* _CHALLENGE_: Identify each line below that contains the word "trace", and copy those lines.

* _Saved data entries_:

***

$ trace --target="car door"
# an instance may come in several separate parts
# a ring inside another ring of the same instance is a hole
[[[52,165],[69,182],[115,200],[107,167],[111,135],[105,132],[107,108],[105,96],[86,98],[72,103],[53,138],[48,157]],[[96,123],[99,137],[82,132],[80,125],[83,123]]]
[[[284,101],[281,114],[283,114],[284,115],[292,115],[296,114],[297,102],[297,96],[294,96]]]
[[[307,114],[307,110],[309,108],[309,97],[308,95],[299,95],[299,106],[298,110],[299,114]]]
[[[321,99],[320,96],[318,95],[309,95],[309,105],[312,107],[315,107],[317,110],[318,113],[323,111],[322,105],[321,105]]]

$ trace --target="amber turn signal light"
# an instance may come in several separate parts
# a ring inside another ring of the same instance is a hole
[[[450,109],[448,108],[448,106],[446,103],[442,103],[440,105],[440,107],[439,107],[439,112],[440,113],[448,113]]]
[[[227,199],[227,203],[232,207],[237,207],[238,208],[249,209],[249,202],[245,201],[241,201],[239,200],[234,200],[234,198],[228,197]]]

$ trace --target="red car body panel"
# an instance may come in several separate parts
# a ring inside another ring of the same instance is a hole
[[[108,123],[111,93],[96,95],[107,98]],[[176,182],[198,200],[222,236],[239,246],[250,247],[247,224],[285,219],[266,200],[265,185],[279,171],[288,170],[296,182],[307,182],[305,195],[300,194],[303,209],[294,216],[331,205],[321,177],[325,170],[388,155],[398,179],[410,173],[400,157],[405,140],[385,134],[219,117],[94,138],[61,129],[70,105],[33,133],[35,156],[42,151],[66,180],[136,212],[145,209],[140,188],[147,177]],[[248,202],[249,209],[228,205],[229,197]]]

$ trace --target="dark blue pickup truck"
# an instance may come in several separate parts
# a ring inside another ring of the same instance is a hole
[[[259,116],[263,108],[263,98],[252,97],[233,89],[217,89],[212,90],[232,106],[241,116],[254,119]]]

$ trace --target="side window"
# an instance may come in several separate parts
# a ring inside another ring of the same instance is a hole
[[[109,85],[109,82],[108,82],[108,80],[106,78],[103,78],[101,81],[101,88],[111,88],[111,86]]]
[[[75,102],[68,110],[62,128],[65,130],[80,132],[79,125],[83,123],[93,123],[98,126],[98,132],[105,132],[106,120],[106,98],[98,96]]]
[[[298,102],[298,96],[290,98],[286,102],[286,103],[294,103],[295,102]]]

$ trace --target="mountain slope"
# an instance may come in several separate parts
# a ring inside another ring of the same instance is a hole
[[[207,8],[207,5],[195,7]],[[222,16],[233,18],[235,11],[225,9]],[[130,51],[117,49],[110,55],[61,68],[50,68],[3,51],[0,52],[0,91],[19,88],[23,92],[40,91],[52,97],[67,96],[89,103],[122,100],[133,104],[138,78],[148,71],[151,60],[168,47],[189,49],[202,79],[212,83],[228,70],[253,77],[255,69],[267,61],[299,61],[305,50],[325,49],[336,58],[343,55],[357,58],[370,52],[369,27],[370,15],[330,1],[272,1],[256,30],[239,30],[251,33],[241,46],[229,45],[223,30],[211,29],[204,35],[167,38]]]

***

* _IN RESPONSE_:
$ trace --target="car door"
$ trace --target="amber turn signal light"
$ trace --target="red car body panel"
$ trace --target="dark blue pickup truck"
$ trace --target="side window"
$ trace --target="mountain slope"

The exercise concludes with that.